Coordinate labeling data:
#####

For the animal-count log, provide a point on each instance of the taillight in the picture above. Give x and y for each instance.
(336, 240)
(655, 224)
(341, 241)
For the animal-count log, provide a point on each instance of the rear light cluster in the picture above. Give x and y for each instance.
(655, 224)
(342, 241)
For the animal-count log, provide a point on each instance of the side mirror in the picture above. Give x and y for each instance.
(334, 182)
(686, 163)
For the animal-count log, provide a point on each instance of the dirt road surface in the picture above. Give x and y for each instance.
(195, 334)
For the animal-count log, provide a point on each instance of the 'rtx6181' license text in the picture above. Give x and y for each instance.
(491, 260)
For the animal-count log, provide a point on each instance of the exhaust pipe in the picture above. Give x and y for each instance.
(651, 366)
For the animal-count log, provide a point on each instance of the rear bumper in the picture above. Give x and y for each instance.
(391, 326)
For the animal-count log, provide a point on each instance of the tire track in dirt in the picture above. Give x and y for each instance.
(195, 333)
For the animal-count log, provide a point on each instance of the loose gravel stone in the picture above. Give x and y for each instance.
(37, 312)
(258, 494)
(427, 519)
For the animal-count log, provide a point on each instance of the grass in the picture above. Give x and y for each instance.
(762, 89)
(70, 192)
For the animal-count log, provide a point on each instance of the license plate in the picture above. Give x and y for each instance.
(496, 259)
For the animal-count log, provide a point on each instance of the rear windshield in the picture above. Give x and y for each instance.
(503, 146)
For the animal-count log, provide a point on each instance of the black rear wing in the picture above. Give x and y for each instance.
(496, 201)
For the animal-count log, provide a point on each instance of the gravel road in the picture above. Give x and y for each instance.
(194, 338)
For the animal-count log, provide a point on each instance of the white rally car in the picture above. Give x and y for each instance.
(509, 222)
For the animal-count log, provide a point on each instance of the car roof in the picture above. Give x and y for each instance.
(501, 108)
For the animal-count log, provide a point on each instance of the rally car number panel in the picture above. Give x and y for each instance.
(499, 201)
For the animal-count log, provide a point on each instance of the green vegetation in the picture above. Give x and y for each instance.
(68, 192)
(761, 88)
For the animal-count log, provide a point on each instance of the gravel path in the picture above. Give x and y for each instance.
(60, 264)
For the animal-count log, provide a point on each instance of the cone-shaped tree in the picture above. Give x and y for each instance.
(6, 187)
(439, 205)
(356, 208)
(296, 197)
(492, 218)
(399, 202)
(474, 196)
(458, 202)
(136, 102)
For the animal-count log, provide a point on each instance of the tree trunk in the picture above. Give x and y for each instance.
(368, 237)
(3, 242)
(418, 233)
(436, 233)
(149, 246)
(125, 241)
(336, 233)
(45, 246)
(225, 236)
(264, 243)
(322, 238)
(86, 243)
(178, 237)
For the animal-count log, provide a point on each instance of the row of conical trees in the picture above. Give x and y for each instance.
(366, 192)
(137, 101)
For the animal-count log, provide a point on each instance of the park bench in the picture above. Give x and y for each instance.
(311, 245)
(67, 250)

#####

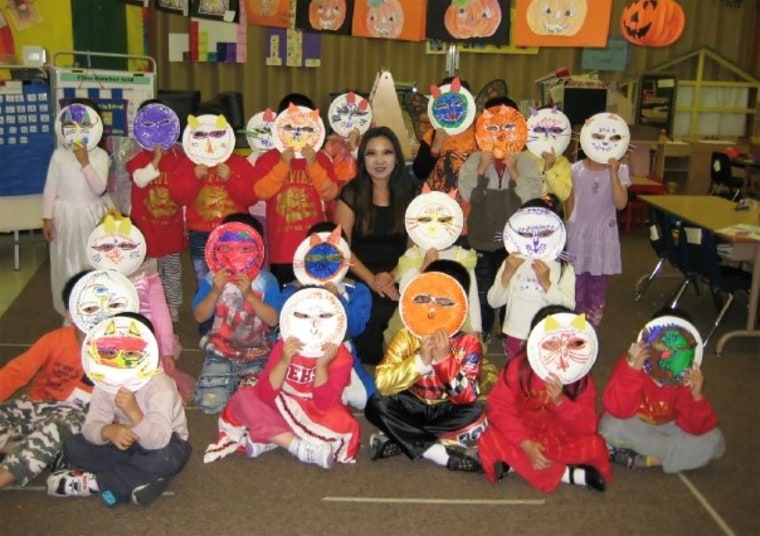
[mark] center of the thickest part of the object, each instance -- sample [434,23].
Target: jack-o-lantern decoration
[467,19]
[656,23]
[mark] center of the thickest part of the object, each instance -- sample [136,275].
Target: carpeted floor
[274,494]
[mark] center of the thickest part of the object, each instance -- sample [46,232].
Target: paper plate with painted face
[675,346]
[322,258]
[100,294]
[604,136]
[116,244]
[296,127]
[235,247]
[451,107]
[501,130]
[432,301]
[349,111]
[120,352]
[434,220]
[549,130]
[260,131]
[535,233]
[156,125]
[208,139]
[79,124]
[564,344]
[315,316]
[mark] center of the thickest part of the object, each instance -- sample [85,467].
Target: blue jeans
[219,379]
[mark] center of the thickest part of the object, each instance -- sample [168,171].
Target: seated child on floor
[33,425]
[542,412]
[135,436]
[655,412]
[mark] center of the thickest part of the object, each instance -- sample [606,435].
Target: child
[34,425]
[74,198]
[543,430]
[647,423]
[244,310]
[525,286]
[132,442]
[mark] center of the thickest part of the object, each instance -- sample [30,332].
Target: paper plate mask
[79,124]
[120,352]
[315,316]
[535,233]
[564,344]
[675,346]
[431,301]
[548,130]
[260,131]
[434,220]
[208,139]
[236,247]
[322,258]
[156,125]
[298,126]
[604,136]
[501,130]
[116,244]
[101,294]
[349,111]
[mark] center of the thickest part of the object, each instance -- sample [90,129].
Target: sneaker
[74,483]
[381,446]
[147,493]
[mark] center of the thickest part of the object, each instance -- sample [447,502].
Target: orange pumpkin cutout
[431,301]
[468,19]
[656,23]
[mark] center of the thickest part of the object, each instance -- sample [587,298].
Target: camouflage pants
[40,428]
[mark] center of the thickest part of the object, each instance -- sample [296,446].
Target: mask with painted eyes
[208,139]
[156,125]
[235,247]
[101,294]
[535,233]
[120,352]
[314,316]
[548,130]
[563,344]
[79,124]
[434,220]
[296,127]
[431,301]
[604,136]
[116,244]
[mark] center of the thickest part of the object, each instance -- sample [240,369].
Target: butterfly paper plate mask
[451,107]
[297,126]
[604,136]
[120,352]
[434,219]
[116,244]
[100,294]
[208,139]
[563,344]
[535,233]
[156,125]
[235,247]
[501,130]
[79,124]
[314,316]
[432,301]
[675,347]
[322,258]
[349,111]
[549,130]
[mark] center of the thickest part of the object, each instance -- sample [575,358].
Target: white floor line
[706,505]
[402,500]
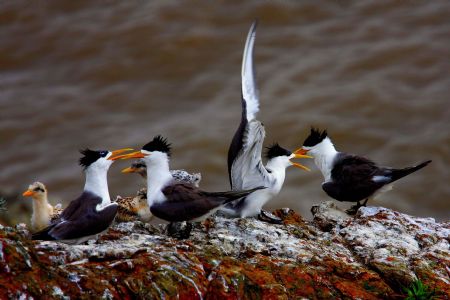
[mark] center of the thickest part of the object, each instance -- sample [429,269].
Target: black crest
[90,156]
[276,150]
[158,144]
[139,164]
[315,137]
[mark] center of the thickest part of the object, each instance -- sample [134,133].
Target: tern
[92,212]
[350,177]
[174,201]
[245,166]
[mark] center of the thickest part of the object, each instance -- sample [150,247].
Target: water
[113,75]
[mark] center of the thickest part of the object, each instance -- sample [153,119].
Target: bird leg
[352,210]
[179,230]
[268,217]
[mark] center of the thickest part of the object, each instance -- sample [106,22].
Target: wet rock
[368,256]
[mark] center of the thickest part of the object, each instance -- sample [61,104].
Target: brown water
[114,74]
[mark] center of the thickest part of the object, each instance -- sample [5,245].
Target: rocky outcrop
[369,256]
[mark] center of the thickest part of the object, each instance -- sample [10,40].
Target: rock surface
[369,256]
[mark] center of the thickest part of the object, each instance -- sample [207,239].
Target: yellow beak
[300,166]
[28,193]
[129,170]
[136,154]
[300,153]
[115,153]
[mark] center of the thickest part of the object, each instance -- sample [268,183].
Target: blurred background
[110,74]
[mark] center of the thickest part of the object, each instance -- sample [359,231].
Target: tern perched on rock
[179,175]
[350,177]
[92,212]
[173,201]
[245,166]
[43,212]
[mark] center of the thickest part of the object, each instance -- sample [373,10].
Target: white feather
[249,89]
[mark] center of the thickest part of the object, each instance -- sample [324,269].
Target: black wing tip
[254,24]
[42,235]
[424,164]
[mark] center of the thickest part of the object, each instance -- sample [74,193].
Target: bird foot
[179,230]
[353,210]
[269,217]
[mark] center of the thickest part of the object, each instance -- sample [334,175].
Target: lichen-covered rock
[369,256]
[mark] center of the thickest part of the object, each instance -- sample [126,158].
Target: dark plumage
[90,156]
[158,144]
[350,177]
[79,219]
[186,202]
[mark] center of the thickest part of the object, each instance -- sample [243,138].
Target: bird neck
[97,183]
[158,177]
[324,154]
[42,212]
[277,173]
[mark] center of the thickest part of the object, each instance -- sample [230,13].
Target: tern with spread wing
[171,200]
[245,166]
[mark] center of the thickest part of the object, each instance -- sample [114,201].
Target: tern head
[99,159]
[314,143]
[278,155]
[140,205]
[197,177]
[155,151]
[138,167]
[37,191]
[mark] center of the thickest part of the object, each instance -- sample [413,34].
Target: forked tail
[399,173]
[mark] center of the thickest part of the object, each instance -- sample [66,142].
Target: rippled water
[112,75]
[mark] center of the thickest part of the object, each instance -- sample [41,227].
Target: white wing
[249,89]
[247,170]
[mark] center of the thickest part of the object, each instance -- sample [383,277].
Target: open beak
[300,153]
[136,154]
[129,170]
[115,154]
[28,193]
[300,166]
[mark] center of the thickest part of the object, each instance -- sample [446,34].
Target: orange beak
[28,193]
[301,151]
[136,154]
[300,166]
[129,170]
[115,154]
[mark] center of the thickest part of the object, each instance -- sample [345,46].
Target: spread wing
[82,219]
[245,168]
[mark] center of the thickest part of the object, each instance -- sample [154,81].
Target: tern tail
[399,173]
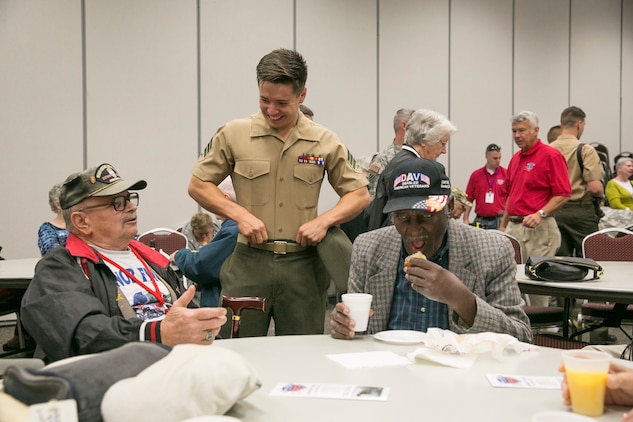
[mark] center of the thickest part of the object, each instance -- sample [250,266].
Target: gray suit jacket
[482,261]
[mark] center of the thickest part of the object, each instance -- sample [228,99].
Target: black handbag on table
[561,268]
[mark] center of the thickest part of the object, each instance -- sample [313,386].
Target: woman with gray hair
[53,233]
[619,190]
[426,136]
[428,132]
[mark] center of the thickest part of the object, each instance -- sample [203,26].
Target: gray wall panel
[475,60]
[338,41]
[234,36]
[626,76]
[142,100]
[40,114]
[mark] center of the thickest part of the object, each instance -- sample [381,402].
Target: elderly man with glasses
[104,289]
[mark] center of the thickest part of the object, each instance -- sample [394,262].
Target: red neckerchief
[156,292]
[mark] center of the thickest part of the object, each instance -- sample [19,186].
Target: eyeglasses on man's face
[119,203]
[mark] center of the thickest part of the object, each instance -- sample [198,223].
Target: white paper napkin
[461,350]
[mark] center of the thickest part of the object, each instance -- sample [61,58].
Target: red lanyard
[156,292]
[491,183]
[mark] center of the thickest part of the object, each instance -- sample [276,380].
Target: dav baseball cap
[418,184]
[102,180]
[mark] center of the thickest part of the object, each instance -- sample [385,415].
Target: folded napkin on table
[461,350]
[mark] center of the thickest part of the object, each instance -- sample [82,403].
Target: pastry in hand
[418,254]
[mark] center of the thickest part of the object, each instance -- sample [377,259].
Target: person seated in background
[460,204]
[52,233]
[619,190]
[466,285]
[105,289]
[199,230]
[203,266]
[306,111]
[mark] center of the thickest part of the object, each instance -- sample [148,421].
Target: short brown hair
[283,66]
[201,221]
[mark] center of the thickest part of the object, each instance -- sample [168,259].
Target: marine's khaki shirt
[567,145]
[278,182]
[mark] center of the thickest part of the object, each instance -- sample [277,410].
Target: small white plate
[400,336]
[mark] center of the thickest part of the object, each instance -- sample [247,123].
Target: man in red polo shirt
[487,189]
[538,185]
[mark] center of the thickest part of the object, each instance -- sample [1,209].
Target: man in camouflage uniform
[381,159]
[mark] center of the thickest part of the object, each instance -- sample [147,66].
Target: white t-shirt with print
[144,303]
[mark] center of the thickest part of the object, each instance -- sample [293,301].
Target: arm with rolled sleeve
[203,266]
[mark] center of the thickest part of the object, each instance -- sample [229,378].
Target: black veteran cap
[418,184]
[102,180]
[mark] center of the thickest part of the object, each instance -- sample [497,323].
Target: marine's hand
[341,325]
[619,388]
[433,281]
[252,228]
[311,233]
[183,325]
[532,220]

#####

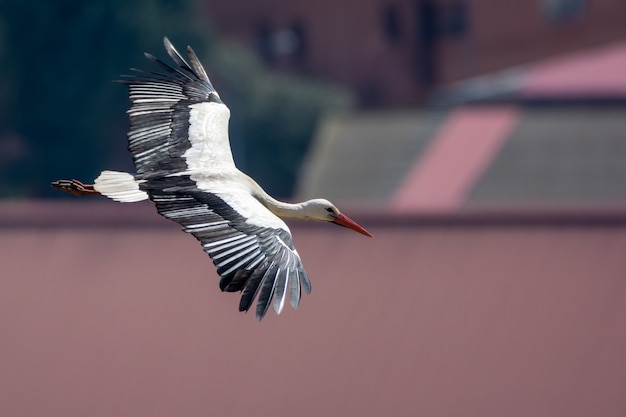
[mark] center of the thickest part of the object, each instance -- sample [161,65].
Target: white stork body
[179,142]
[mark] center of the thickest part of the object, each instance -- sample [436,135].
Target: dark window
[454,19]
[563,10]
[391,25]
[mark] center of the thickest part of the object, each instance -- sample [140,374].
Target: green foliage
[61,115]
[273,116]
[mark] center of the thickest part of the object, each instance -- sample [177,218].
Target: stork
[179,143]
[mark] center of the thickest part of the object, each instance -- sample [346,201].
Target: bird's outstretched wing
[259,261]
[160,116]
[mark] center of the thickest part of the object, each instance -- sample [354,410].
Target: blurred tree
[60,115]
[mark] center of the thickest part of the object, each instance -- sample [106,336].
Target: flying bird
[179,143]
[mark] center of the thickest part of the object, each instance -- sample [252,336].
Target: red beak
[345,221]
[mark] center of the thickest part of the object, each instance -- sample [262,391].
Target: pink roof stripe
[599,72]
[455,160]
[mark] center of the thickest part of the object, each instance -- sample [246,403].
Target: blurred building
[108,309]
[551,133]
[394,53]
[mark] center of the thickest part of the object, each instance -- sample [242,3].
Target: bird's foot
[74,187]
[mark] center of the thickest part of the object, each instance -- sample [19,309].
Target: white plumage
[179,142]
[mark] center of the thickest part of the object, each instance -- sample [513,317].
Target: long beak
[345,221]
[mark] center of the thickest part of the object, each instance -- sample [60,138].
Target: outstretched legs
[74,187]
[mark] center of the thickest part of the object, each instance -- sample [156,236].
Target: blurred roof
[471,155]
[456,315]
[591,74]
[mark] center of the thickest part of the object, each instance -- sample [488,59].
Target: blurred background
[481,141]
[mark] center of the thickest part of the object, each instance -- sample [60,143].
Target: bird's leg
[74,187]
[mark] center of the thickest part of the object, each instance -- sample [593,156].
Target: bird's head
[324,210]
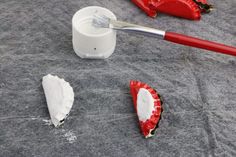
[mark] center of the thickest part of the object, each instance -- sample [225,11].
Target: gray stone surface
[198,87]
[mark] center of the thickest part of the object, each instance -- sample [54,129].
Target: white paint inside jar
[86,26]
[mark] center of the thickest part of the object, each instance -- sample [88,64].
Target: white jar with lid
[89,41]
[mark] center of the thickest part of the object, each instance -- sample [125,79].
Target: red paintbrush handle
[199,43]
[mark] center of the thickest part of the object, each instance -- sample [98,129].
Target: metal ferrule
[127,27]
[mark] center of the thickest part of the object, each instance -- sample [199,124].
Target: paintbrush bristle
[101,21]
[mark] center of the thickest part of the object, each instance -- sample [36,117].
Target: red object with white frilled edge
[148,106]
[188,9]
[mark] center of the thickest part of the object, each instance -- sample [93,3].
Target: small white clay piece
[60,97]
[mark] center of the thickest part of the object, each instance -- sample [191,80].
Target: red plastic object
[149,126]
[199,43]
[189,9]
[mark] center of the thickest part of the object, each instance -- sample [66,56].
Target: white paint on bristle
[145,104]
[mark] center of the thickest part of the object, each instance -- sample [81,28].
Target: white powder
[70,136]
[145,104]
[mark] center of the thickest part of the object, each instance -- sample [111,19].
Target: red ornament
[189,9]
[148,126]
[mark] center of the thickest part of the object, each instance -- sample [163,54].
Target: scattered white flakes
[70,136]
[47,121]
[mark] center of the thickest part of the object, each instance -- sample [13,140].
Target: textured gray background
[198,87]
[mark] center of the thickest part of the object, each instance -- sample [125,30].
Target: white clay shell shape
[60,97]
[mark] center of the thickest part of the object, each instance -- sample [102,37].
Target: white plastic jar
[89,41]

#####

Instructions to follow: Find every line in the data above that contains the string "spread" and copy each of those lines. Treat uppercase and lowercase as different.

Answer below:
Target: tern with spread wing
Target: spread wing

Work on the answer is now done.